• **Prompt a**
Recast every line of the records that follow the Novachord text as a Markdown table with the columns "No." and "Record line", numbering the rows and leaving out blank lines.

• **Supplied text**
** begin **

The Novachord is an electronic musical instrument often considered the world's first commercial polyphonic synthesizer.  All-electronic, incorporating many circuit and control elements found in modern synthesizers, and using subtractive synthesis to generate tones, it was designed by John M. Hanert, Laurens Hammond and C. N. Williams, and was manufactured by the Hammond company. Only 1,069 Novachords were built over a period from 1939 to 1942. It was one of very few electronic products released by Hammond that was not intended to emulate the sound of an organ.

History of production
While production of the Novachord began in November 1938, it was first heard at the 1939 New York World's Fair. The Novachord Orchestra of Ferde Grofé performed daily at the Ford stand with four Novachords and a Hammond Organ. The first instrument was delivered to President Franklin D. Roosevelt on January 30, 1940 as a birthday present.

The Novachord was not well-suited to the technique of organists or pianists and required frequent adjustments to controls on the front panel to create new sounds. Like many analog synthesizers, it was much better-suited to producing "otherworldly" timbres. The instrument found its niche some years after production, shaping the sound of many science fiction film and television scores.

Production stopped because of a shortage of parts in 1942 and poor sales kept it from being built after the war. It is estimated that fewer than 200 Novachords are still in existence and considerably fewer are still in operation.  The vast majority of surviving examples are in North America, although one is known to be in the United Kingdom. As of November 2017, there is one in Australia.

Technical details
Containing 163 vacuum tubes and over 1,000 custom capacitors, the Novachord weighed nearly 500 pounds and was roughly the size of two spinet pianos. The divide-down oscillator architecture, based on vacuum-tube monostable circuits, permitted all 72 notes to be played polyphonically by deriving several octaves of notes from twelve L–C tuned top-octave oscillators. Only one tetrode per lower note was needed. A basically similar design was adopted in poly synthesizers released more than 30 years later by Robert Moog and ARP.

The Novachord featured an early implementation of ADSR with seven attacks/decay/sustain envelopes selectable by the rotary switch and sustain-pedal controlled release.  It also utilized a three-stage resonant band-pass filter network with variable damping and an electro-mechanical 6-channel vibrato unit operating on pairs of adjacent oscillators.  Each channel's vibrato frequency (~7 Hz) differed slightly. The oscillator inductors used cores mounted on flat springs.

** end **

• **Records to process**

** begin **

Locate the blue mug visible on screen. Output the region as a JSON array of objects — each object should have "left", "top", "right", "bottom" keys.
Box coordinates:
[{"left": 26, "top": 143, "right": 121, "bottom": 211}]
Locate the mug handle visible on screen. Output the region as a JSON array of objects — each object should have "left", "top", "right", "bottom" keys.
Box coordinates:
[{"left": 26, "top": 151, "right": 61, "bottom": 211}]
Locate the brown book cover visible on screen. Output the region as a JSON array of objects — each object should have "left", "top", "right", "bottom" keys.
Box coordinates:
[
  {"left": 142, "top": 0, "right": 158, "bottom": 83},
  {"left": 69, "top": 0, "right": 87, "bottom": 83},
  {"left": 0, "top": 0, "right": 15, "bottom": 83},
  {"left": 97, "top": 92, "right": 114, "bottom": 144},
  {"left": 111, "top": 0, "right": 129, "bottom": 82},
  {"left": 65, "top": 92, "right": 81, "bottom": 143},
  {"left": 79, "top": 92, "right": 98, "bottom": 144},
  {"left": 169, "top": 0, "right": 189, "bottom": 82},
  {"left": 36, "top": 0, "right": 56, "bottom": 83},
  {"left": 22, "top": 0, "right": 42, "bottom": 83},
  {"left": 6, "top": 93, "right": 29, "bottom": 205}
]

** end **

• **Prompt b**
In the Novachord text, shorten the paragraph beginning "Production stopped because of a shortage of parts" into a bulleted list that keeps its main facts.

• **Final answer a**
| No. | Record line |
|---|---|
| 1 | Locate the blue mug visible on screen. Output the region as a JSON array of objects — each object should have "left", "top", "right", "bottom" keys. |
| 2 | Box coordinates: |
| 3 | [{"left": 26, "top": 143, "right": 121, "bottom": 211}] |
| 4 | Locate the mug handle visible on screen. Output the region as a JSON array of objects — each object should have "left", "top", "right", "bottom" keys. |
| 5 | Box coordinates: |
| 6 | [{"left": 26, "top": 151, "right": 61, "bottom": 211}] |
| 7 | Locate the brown book cover visible on screen. Output the region as a JSON array of objects — each object should have "left", "top", "right", "bottom" keys. |
| 8 | Box coordinates: |
| 9 | [ |
| 10 |   {"left": 142, "top": 0, "right": 158, "bottom": 83}, |
| 11 |   {"left": 69, "top": 0, "right": 87, "bottom": 83}, |
| 12 |   {"left": 0, "top": 0, "right": 15, "bottom": 83}, |
| 13 |   {"left": 97, "top": 92, "right": 114, "bottom": 144}, |
| 14 |   {"left": 111, "top": 0, "right": 129, "bottom": 82}, |
| 15 |   {"left": 65, "top": 92, "right": 81, "bottom": 143}, |
| 16 |   {"left": 79, "top": 92, "right": 98, "bottom": 144}, |
| 17 |   {"left": 169, "top": 0, "right": 189, "bottom": 82}, |
| 18 |   {"left": 36, "top": 0, "right": 56, "bottom": 83}, |
| 19 |   {"left": 22, "top": 0, "right": 42, "bottom": 83}, |
| 20 |   {"left": 6, "top": 93, "right": 29, "bottom": 205} |
| 21 | ] |

• **Final answer b**
- Production stopped in 1942 due to a parts shortage, and poor sales prevented it from resuming after the war.
- Fewer than 200 Novachords are estimated to still exist, and considerably fewer still work.
- Most surviving instruments are in North America; one is known to be in the United Kingdom, and as of November 2017 there is one in Australia.